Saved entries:

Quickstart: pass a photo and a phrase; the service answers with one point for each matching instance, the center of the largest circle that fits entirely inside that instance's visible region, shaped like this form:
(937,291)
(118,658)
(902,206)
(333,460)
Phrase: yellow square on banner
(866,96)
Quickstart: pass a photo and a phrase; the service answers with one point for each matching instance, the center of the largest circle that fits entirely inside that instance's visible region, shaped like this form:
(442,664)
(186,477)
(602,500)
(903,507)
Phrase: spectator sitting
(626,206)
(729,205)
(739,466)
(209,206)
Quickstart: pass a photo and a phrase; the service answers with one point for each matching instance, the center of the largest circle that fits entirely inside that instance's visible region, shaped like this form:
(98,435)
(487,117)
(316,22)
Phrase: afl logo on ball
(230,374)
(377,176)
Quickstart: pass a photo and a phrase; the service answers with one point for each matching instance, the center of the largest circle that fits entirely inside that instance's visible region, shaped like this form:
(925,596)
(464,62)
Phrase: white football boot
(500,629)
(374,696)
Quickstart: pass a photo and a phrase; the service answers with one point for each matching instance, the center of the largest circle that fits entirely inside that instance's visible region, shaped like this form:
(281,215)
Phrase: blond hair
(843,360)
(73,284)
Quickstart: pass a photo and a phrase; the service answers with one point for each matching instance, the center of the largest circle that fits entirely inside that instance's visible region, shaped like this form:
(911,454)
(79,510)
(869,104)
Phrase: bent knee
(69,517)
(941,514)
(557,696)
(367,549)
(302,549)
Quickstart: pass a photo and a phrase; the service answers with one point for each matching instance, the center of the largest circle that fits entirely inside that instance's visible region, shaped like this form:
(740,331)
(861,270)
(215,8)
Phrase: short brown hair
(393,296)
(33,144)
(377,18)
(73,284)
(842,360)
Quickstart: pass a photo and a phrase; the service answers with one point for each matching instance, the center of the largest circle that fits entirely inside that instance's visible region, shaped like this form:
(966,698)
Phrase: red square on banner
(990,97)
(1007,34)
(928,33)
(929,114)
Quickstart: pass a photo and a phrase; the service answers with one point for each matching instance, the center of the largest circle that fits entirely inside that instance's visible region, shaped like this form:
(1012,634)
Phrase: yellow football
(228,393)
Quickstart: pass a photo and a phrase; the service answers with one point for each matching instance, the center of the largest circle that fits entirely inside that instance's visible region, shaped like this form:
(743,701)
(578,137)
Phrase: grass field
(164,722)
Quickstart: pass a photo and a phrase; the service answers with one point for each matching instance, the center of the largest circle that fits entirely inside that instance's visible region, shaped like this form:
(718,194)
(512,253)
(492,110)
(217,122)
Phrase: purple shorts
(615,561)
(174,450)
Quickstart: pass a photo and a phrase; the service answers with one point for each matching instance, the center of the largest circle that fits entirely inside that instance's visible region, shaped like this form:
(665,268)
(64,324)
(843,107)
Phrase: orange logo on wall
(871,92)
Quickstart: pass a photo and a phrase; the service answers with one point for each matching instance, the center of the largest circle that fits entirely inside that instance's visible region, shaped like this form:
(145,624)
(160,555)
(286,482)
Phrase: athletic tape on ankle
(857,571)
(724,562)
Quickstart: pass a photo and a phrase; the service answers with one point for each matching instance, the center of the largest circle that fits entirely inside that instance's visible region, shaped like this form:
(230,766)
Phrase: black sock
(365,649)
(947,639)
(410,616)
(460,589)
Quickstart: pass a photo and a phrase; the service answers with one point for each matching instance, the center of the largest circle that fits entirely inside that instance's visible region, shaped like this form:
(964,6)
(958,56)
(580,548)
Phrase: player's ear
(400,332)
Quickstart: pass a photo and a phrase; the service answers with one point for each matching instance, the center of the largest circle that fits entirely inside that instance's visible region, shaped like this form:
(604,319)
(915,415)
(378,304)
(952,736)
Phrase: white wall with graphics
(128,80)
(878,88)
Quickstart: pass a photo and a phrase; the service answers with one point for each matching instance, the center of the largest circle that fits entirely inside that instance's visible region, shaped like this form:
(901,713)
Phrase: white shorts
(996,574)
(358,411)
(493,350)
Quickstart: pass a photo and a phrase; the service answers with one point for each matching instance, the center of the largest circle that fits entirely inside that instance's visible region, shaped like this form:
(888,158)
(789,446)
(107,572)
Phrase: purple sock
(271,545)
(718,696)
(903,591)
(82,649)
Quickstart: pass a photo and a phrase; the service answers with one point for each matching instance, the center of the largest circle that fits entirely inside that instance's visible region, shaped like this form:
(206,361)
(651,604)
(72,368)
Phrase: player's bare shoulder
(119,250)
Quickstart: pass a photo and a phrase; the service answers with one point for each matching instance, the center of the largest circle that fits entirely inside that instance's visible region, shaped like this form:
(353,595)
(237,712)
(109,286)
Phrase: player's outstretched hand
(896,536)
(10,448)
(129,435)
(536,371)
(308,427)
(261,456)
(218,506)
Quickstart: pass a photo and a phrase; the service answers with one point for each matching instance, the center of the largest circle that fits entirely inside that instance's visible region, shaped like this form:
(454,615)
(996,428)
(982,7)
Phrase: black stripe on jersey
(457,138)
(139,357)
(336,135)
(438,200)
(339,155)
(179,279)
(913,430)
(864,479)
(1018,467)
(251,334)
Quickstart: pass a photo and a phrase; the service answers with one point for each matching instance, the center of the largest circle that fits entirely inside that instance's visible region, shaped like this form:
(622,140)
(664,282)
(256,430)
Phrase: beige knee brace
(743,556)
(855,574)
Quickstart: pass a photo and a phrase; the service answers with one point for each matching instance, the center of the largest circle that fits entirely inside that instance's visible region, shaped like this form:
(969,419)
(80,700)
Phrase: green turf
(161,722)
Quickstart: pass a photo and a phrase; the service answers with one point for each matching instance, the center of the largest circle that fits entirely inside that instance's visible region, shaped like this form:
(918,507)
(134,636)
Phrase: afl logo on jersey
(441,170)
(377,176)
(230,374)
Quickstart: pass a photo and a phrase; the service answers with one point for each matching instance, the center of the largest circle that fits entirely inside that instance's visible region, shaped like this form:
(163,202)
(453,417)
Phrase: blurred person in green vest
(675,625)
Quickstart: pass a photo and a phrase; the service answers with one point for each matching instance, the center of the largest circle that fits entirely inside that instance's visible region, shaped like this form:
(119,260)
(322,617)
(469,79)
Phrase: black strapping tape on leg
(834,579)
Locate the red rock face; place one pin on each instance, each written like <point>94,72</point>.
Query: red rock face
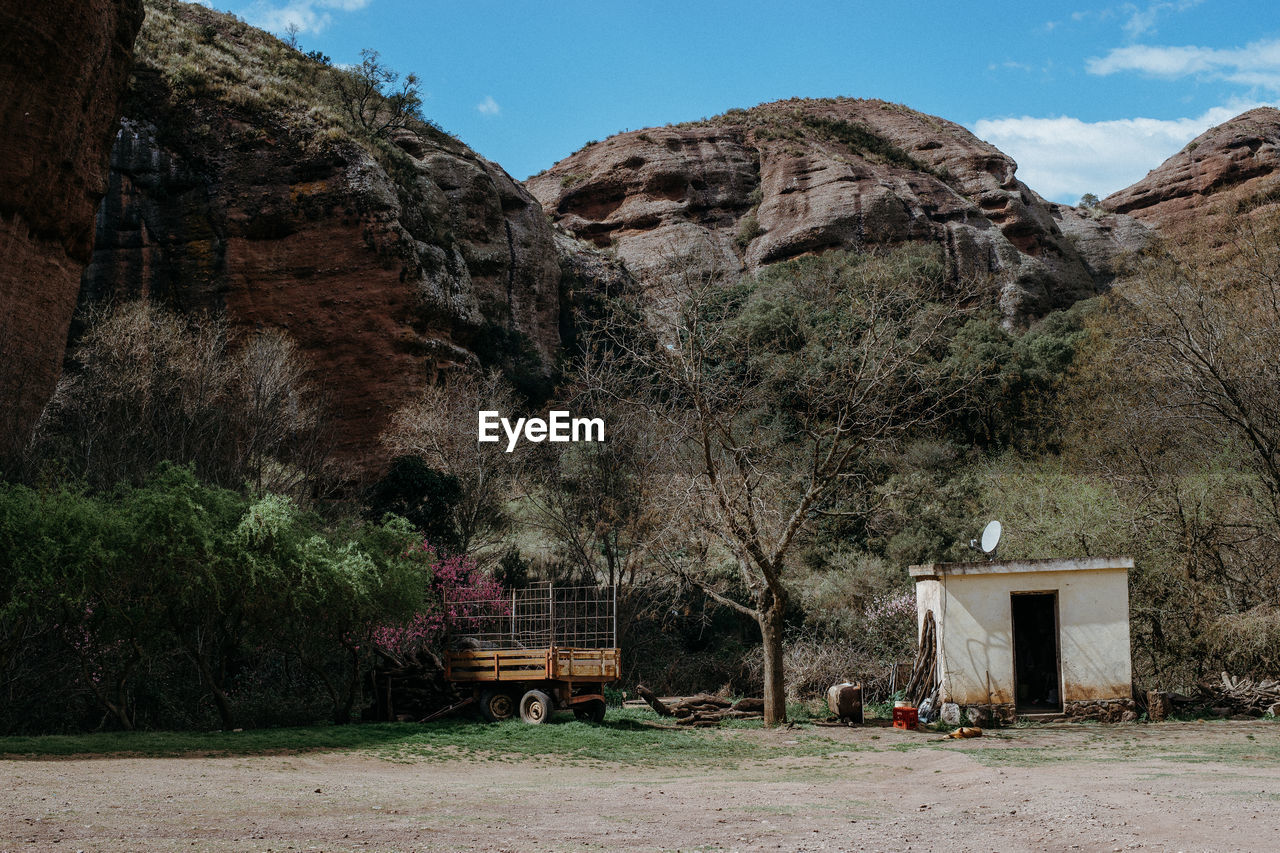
<point>1226,170</point>
<point>62,76</point>
<point>379,293</point>
<point>782,179</point>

> _Problem to solve_: Please print each of the records word for word, keeping the pictures out.

> _Exercise result_:
Quickstart: pass a photo and a phrase; the service answers with one point for each matching instance, the center of the largest circle that fits entirely inside that instance's visible region, shaped like this form:
(937,291)
(118,658)
(902,206)
(333,460)
Phrase: yellow square on banner
(866,96)
Quickstart: pass a photo and a phrase; the service answers with one point for each matching instance, the center of the largest circle that fits entirely inside that instance's visible region, shaped like this form:
(442,664)
(186,477)
(602,500)
(903,507)
Phrase: spectator sitting
(626,206)
(729,205)
(739,466)
(209,206)
Quickstart: pass a photo and a phrase; the service answers with one point for each matching instance, the center of the largest circle that fits entirely inside that instance's visible region, shaped like this form:
(98,435)
(487,117)
(316,22)
Phrase: afl logo on ball
(230,374)
(377,176)
Quickstart: pass a photo and a phrase; the service answers with one point for each matching instance, the center of the largest circle that fits entirely inside that instance's visible region, shaped like this form:
(925,596)
(464,62)
Phrase: white football boot
(500,629)
(374,696)
Quickstart: pass a photo and a phrase; the service answers with one point for each matching instance, the center of the largest circle that fits entirely inside that instance's visible region, shaped like this form:
(281,215)
Phrase: blond hair
(843,360)
(73,284)
Quickstart: pass a photo and a phrase; the service answers with one point for each matching instance, the center of the largest circle that fits entirely inside that instance's visible region, shaped like this form:
(911,454)
(79,510)
(869,104)
Phrase: bent knee
(69,517)
(941,514)
(557,696)
(367,549)
(302,549)
Quickstart: pass a photo and a phrase; the service answers with one point for each matching instance, the center of the largest circle that fits entirely inside that instance's visible region, shaped like this form:
(740,331)
(861,270)
(215,8)
Phrase: short brown hair
(393,296)
(33,144)
(377,18)
(73,284)
(842,360)
Quickstart: pass a photo and a phrase; the service answers with one point for each matching instance, the center of the largest circle that fits entirely inside that instance's visible region, shaped like this form:
(966,698)
Phrase: red square on banner
(990,97)
(1007,34)
(928,33)
(929,114)
Quickstart: pass a photo and a phrase; the service answers with one point for each matching instance, the center of the largest circle that fits entirely inside that instance's visible region, shaped like this form:
(1012,634)
Phrase: yellow football
(228,393)
Quickstart: pass a photo and a phrase; the service answers with one point for each matching instance, the center of the largest circle that fits entirely inside that instance's visible region, shaped like this form:
(743,701)
(578,137)
Phrase: grass field
(164,722)
Quickstart: pass a photo and a phrase; the service answers with one point for each matching instance, the center of the largest circle that fits entirely inside that instance's visible region, shaped like this form:
(718,194)
(512,253)
(492,110)
(217,122)
Phrase: purple shorts
(615,561)
(174,450)
Quickstart: pass a photo and a phrase; the service answers with one point for each matching instance, the center of the largest circle that fits entirely inside that instance's visible region, shaped like this form:
(665,268)
(64,324)
(843,107)
Phrase: orange logo on wall
(871,92)
Quickstart: pass a photo and a phrase; the service answers with one point for each matching instance, the center of the largest circle that fits entirely inside that instance's visible region, shaped like this form:
(145,624)
(160,555)
(286,482)
Phrase: athletic tape on ankle
(857,571)
(724,562)
Quickstart: pass a photo and a phrase; the service answers with one point for each matching instance, the center of the largest circle that fits entirely inside that instance's visible region, shaped like this form:
(230,766)
Phrase: black sock
(365,649)
(947,639)
(410,616)
(460,589)
Quickstart: pass a photo and a phrase; the service answers with one point for each matching instance, the center of the largest circle that fits entirely inside that instance's visible region, shaped like this form:
(964,6)
(958,56)
(580,548)
Phrase: player's ear
(400,332)
Quickstart: pass a photo and a phrase; the service answers with one point for each matching instance, the center of the largest circle that fits entirely inside that instance's visible region, shaped like this form:
(604,319)
(915,415)
(378,304)
(952,736)
Phrase: white wall with graphics
(128,80)
(878,88)
Quickstart: pass a photo and a phrase; the service answers with one point for each matching instance, the center of the largest circle that fits entirely inside that instance's visible region, shaped like this form:
(901,713)
Phrase: white shorts
(996,574)
(358,411)
(493,350)
Quickstart: pass a photo and a phrase; the service answers with one point for each matching instance, the center of the largest circle that fits entirely inside that instance's visible region, shaped like this form:
(888,158)
(789,446)
(107,572)
Phrase: purple sock
(271,545)
(718,696)
(903,591)
(82,649)
Quickstart: pass a photo and a phrase; the service answers with one point for each matching instance, the center of the largest circle that fits entirely inside that instance's visible region, shaped like this form:
(206,361)
(651,604)
(72,368)
Phrase: player's bare shoulder
(119,250)
Quickstart: pass a photo and a phrase; the service answers with one point for each matching instance, the center of the largest circle that fits entirely inside that instance's visible region, shaped like this form:
(353,595)
(237,712)
(109,286)
Phrase: player's outstretched hand
(896,536)
(10,448)
(129,435)
(536,371)
(308,427)
(261,456)
(218,506)
Quickstart: pass a photo and a phrase; the service answers with one point for each matching instance, the center of the largest circle that fits entirely inside that instance's visible region, shaped like this form:
(454,615)
(996,428)
(982,7)
Phrase: black stripe on jersey
(457,138)
(139,357)
(336,135)
(438,200)
(339,155)
(179,279)
(913,430)
(864,479)
(1018,467)
(251,334)
Quickstart: pass a photo and a phrase; the service answers with one point for each matching instance, the center of the largest circle that fits entirely inside that instance's visible region, shaped like this form:
(622,140)
(664,282)
(256,430)
Phrase: beige knee brace
(743,556)
(855,574)
Quickstart: pass a photo and a phrase; the service answers with one point for each matching instance, the center of the largest circle that fits entirely inside that instance's visible region, shaped like this form:
(969,419)
(80,700)
Phrase: green turf
(161,722)
Quickstart: pass a photo and a phrase; the service answers with one point for each matching instance, the center of the largest circle that fits entirely inside that instance's visible region, shaped like this form:
(918,507)
(134,636)
Phrase: afl logo on jersey
(441,170)
(377,176)
(230,374)
Quickstart: pass a photo and a phrase; the service answers with one point for each matching instance, the center of the largest circle that fits entirely inside that instance's visible region, shaped like this form:
(163,202)
(453,417)
Phrase: blurred person in green vest
(675,625)
Quickstart: pass a photo and a phrase; the service answers with one point for each matching instance, the center of the largest circle that fits entirely inside that instance's visible region, shaped like this form:
(119,260)
(322,617)
(469,79)
Phrase: black strapping tape on leg
(834,579)
Locate the red rock face; place one pin on each instance, each written like <point>94,72</point>.
Query: red rock face
<point>1226,170</point>
<point>62,76</point>
<point>379,293</point>
<point>782,179</point>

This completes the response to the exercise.